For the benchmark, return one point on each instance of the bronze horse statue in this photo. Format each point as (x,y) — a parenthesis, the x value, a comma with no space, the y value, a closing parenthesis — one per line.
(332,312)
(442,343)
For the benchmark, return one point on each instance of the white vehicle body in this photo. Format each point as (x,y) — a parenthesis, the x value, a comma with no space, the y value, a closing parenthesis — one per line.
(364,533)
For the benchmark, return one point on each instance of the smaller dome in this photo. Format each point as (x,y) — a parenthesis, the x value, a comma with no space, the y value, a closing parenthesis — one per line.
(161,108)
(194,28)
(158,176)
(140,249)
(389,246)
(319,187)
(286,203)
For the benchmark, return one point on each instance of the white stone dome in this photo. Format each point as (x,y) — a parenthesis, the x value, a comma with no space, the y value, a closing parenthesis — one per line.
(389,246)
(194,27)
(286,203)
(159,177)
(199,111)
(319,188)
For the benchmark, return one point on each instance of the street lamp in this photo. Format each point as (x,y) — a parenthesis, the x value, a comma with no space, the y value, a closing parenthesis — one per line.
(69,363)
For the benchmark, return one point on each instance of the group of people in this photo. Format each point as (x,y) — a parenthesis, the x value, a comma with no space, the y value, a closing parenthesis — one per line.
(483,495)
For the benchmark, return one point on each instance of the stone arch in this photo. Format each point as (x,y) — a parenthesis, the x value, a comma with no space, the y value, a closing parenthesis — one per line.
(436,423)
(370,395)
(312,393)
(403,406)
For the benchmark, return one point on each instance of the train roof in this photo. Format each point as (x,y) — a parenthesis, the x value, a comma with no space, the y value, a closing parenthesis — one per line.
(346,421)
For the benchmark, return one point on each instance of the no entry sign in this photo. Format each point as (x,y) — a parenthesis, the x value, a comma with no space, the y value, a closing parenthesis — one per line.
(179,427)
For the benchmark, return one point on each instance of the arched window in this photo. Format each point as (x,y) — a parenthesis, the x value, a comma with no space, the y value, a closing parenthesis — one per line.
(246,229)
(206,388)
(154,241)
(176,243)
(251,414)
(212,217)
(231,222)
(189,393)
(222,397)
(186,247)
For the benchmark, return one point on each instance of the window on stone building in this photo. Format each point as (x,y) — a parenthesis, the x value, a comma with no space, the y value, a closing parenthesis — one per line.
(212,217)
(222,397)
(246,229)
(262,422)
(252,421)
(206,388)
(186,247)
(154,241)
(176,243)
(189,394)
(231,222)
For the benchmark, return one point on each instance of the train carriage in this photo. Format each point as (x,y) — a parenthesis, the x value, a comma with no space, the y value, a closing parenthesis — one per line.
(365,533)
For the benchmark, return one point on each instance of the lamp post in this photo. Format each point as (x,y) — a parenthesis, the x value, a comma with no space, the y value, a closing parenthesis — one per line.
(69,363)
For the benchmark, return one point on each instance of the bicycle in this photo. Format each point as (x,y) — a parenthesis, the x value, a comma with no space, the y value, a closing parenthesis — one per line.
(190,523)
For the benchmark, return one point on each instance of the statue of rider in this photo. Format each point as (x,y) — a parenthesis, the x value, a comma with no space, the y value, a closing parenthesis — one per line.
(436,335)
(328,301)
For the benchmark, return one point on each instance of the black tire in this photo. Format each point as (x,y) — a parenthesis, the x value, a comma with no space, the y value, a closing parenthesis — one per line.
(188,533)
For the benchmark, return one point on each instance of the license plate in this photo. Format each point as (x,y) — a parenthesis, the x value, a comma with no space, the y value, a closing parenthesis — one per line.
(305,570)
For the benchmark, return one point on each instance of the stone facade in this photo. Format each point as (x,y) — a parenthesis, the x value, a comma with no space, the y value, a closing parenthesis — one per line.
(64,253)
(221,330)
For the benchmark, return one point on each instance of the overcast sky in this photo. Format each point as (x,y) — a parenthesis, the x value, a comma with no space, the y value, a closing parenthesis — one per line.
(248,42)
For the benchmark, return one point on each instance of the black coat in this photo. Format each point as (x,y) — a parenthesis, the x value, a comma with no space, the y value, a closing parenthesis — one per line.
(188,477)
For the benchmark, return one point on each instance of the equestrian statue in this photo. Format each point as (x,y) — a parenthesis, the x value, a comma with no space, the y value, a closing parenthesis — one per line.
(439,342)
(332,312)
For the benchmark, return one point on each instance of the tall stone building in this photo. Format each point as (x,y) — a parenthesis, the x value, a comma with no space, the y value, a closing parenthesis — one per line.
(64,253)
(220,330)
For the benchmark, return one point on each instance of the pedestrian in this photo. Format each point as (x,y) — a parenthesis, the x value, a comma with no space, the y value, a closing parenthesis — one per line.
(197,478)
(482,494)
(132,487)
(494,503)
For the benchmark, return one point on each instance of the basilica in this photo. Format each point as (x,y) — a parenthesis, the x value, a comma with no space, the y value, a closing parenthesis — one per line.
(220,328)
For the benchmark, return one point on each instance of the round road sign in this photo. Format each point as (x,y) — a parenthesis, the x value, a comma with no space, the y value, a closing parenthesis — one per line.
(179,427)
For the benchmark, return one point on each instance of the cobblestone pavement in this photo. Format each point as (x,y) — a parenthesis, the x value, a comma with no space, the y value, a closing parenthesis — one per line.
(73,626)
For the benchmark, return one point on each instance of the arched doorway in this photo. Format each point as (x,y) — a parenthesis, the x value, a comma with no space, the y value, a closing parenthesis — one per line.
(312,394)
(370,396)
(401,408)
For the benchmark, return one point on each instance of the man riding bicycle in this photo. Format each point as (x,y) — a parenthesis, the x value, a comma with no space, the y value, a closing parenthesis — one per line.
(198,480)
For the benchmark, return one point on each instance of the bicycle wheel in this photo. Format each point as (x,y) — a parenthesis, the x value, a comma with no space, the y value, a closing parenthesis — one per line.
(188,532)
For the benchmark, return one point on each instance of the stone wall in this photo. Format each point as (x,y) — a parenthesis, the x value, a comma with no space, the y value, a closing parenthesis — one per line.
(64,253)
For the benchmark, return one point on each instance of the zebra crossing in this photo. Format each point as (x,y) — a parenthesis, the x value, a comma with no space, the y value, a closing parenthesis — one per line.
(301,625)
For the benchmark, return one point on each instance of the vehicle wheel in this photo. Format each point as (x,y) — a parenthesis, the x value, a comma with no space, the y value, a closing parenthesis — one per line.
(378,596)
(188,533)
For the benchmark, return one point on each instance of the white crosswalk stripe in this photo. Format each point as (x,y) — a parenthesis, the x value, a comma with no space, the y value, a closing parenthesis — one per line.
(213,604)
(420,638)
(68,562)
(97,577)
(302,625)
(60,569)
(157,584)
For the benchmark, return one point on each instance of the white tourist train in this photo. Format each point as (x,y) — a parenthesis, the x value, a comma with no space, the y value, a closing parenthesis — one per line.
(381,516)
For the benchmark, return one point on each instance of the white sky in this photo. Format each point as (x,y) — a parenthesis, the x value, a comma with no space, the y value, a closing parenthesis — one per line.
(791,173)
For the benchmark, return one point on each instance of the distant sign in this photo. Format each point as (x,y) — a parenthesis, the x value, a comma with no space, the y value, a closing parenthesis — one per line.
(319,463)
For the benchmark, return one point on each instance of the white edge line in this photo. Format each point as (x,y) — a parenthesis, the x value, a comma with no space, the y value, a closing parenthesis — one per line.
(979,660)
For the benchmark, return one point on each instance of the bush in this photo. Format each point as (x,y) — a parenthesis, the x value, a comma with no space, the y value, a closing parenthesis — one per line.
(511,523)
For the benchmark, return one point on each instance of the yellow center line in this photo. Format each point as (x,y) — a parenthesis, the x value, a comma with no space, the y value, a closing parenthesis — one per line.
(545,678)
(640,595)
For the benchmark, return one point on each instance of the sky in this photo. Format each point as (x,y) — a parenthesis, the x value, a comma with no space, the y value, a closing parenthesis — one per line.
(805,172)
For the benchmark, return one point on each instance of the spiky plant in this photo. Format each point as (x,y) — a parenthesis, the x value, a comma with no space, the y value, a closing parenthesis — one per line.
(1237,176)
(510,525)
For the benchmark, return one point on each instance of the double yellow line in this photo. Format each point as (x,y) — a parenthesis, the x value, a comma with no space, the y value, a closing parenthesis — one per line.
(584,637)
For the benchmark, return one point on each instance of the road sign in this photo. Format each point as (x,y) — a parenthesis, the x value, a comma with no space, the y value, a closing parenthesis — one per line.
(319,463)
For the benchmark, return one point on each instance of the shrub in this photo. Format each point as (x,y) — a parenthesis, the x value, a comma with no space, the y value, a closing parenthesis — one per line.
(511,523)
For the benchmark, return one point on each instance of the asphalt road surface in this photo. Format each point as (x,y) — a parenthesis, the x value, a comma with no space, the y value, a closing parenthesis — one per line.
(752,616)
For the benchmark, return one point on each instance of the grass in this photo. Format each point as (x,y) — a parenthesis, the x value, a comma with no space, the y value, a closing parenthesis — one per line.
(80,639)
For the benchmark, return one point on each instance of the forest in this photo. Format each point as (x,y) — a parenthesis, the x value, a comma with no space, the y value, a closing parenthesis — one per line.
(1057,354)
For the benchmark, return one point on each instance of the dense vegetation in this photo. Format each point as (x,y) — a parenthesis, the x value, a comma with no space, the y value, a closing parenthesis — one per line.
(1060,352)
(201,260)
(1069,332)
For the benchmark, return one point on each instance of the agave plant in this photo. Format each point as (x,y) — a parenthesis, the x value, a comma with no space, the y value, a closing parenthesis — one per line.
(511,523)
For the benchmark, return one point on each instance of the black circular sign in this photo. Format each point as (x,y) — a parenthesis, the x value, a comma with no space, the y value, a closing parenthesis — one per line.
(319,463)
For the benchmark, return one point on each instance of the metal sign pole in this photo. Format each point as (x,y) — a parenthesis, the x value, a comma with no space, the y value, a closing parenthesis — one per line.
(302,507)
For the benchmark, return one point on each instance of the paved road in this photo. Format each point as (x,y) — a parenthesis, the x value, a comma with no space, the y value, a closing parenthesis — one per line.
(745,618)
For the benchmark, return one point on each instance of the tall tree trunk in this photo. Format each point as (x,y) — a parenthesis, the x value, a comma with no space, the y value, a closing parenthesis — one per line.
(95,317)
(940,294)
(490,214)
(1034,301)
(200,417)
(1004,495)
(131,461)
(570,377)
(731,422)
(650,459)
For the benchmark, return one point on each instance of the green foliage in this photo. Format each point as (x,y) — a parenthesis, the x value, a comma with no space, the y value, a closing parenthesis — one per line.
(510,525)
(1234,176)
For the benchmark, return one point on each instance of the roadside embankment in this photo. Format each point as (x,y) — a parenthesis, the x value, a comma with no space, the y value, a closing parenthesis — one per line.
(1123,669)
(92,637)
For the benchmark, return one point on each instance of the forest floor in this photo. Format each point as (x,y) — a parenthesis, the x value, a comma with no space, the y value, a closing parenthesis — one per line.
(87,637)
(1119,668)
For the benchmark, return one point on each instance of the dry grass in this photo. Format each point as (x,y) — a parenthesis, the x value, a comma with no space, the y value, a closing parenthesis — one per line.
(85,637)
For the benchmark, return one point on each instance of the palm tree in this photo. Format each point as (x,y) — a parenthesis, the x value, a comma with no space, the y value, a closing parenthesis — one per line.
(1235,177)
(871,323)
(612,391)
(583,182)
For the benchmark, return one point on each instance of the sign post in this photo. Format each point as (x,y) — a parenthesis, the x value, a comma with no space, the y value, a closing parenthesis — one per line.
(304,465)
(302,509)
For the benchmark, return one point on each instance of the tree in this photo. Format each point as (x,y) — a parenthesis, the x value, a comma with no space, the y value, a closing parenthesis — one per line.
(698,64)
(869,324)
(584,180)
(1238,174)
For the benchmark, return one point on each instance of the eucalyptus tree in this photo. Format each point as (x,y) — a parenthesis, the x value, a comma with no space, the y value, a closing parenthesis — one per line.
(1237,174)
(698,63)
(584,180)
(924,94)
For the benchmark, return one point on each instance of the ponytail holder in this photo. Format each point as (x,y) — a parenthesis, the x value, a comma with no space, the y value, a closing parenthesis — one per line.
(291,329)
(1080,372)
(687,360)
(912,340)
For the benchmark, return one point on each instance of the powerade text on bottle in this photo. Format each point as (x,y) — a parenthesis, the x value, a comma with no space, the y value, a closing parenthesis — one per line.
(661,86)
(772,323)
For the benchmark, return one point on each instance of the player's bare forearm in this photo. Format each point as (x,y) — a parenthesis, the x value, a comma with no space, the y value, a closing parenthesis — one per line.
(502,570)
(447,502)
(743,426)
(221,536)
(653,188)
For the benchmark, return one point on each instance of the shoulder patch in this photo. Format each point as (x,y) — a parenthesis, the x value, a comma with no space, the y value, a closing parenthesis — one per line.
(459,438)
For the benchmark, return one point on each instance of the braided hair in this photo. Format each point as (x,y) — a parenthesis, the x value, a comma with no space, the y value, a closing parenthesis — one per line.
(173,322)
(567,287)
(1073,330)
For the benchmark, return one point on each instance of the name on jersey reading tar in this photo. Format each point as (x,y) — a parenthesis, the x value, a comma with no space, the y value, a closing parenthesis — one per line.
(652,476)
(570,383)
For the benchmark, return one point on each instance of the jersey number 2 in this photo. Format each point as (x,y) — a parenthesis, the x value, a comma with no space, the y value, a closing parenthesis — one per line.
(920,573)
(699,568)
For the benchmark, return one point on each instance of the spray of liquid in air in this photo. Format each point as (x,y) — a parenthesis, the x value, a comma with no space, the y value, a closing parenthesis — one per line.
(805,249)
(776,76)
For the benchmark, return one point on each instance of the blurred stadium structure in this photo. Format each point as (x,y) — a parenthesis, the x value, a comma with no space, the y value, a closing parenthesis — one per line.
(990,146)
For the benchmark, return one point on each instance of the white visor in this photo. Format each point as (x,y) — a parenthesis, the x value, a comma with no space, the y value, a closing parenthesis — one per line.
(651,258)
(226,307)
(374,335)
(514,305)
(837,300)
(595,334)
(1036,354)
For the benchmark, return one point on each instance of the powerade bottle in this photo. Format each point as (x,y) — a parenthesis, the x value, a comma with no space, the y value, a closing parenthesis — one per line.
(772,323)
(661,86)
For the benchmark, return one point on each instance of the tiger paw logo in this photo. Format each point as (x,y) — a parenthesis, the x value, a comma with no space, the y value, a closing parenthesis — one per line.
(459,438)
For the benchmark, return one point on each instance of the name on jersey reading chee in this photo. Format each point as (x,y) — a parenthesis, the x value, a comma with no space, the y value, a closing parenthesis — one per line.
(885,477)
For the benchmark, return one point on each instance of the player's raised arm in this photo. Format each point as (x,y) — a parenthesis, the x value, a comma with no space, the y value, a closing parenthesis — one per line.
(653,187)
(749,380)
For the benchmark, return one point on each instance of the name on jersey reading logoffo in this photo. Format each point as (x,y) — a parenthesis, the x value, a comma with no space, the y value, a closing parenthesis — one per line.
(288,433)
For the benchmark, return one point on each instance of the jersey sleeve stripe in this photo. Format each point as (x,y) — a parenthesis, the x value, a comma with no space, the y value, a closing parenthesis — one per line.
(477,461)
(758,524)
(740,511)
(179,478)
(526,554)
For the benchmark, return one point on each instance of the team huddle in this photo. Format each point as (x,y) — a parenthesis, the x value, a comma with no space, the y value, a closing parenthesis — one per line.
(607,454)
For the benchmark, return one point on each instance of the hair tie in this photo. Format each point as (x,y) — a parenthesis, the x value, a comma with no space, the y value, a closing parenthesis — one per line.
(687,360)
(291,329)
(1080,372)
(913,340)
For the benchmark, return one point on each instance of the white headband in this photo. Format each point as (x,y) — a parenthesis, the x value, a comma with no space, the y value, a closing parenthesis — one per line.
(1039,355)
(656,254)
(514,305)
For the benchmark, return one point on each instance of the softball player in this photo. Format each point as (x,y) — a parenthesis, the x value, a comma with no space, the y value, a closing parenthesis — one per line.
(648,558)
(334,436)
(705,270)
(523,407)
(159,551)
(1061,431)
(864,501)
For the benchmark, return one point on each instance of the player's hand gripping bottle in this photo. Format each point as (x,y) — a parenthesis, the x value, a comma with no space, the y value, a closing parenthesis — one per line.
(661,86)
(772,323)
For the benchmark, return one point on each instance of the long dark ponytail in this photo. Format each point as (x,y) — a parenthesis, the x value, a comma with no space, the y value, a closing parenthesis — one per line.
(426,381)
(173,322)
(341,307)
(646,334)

┄┄┄┄┄┄

» Required work
Only the lines from the one containing "of the softball" to the end of the listing belong in the output, each reproduced exactly.

» Result below
For the benchmark, return one point on each instance of the softball player in this photo. Format each point as (x,y) — a parenthesis, the x value, a comma with no space, the y value, a closing parenthesis — one per line.
(648,558)
(334,436)
(705,270)
(523,407)
(159,551)
(1061,431)
(864,501)
For the benchmark, return one point on each instance of the player's hand gripping bottle in this photo. Format each point as (x,y) — a parenthesis, the x value, a comma with no space, the y value, a closing parenthesis — one per line.
(661,86)
(772,323)
For the benchmark, return one point on each instance of the long dark ponytail in this photo. Format each point as (x,y) — a parenthesis, the x value, a comma with no space, the y value, a closing parenthesis — one per line.
(426,381)
(173,322)
(341,307)
(646,334)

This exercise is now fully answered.